# In the market for Line Counting Reels & Rods



## boomstick (Aug 31, 2010)

I'm ready to break down and buy new Line Counting reels and rods. I've looked at our 2 major distributors, and not impressed for what they have to offer in there combo pkgs. JMO, whats yours?


----------



## Cpt.Chaos (May 28, 2006)

I bought 4 of the Cabela's linecounter combo's, the cheaper of the rods and reels too, and haven't had a bit of trouble with them in 10 years. Watch for a sale on them, I think I paid $59 for each combo. I assume you are talking for walleye fishing, correct?


----------



## boomstick (Aug 31, 2010)

Yes sir. Your talking about the Diawa LC. I hear the rods arnt worth a dam. The reels are worth the price? There currently $65.00.


----------



## bigrackmack (Aug 10, 2004)

Take a ride to Northwoods.......you will not beat their prices anywhere.....Went up last Tuesday with a guy setting up his boat that had some pretty nice rods 3 for $25.....Okuma reels were I think $26.99......You can't beat it.....Here is the link..... http://www.northwoodsoutlet.com/oscommerce/catalog/index.php ....Mack


----------



## boomstick (Aug 31, 2010)

Mack, that place looks great. Buying 6 rods and reels will make it worth my while to drive up there. Thanks for the input!


----------



## Landsend (Dec 22, 2006)

Cabela's has their DepthMaster Linecounter Reels/Rod Combos for $50 right now, was just there over the weekend.


----------



## boomstick (Aug 31, 2010)

Has anyone heard anything about the Abu Garcia Ambassadeur® 5500LC Line Counter ?


----------



## zfishman (Dec 21, 2008)

Diawa SG's can't be beat for a good quality reel.


----------



## Matt V (Dec 8, 2004)

zfishman said:


> Diawa SG's can't be beat for a good quality reel.

• LISTING
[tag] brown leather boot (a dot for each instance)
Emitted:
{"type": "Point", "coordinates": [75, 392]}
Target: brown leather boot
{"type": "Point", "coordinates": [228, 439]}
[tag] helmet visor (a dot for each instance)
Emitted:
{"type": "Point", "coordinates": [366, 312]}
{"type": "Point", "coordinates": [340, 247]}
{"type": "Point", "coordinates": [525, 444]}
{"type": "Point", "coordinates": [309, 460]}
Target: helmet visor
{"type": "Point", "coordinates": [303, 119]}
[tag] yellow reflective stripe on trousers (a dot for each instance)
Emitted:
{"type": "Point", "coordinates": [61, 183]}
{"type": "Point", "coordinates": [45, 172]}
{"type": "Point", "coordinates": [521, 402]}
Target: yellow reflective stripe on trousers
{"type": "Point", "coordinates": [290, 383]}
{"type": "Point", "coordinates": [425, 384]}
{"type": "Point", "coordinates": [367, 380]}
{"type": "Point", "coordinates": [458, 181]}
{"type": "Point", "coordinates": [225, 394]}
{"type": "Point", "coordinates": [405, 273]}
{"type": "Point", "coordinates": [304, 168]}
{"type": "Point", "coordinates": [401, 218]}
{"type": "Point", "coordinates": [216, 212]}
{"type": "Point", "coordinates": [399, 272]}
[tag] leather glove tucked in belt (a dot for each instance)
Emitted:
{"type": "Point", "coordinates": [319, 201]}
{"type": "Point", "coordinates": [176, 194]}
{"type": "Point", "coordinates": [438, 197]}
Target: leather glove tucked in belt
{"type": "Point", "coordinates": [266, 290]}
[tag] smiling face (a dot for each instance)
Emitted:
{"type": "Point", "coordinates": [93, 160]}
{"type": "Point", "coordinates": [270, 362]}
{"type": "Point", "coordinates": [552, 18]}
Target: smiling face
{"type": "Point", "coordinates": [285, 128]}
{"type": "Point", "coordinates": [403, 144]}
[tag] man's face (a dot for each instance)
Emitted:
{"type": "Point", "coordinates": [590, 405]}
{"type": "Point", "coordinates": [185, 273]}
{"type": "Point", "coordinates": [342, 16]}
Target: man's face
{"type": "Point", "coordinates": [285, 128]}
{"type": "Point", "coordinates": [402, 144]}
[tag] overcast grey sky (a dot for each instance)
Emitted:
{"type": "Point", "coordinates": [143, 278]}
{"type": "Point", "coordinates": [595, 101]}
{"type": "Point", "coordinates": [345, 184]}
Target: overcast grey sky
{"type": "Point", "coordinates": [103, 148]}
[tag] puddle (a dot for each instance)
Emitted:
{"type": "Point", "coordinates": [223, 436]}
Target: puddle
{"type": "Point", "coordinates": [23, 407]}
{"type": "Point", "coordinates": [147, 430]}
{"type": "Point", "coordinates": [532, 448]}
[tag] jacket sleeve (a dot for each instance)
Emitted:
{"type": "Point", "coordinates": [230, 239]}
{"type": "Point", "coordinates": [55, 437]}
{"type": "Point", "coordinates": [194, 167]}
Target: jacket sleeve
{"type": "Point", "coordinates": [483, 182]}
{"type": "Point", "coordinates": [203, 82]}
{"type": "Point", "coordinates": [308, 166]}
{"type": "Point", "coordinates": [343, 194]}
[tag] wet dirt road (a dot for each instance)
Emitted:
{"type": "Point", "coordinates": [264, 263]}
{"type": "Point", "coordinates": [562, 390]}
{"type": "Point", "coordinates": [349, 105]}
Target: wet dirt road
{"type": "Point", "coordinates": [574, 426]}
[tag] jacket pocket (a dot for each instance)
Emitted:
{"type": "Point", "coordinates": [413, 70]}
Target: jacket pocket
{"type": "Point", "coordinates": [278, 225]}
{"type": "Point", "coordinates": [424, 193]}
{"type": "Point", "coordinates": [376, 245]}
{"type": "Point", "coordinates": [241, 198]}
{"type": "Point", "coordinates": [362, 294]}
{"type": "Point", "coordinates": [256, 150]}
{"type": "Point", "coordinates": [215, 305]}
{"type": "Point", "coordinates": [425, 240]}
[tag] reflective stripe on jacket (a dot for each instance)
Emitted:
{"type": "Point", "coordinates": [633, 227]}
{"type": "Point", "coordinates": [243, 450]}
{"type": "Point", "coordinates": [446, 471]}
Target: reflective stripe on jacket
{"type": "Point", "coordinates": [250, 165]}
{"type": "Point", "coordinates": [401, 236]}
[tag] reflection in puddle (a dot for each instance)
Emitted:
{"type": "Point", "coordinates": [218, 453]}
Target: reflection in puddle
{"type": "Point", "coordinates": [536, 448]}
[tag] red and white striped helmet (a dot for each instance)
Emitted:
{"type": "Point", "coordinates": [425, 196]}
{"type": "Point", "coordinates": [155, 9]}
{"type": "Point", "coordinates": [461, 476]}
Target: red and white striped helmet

• EXERCISE BRIEF
Continue the forum thread about buying line-counting reels and rods from the point where it stops. You won't need the entries for this.

• FINAL RESULT
I second that! I have a couple of Diawa SG's that are great, a couple of Accudepth's that are pretty good and a couple of the cabela's brand that work ok. I have had to return the cabela's reel's a couple of time's and they replaced them without any question's. I heard that they have changed their return policy and will no longer let you return them after a certain amount of time.


----------



## Eyefull (Dec 1, 2009)

I have a set of 6 used (one season by me) customs that I will part with for an almost giveaway price. 6'6" one piece light action, spiral wrapped, built on Forecast glass blanks. $385 combo'd with brand new Okuma Mag15LC's. I change out my rods every other year or so to keep on top of the newest blanks that become available.


----------



## jigsnwigs (Feb 6, 2011)

It depends on what you are willing to spend and how you are going to use it.

Is this going to be be your hand rod or a dummy rod?

For hand rods I prefer the Abu Garcia 5500 LC reel with the 7 foot St. Croix Triumph Med. heavy action rod. Along with a good super line added it will cost you about 200$ per each set up. But well worth it in my opinion. The reel has instant anti-reverse which if you fish a lot you will come to appreciate(eliminates a lot of reel slop) and the rod is nice and lite in your hand and result in more and better hookups. And its a lot more comfortable when hanging on to a rod for 6 to 8 hours at a stretch.

For dummie rods I prefer the just the St. Croix 9 footers. Its nice to have a little extra lengths for board rods. Along with the same reels.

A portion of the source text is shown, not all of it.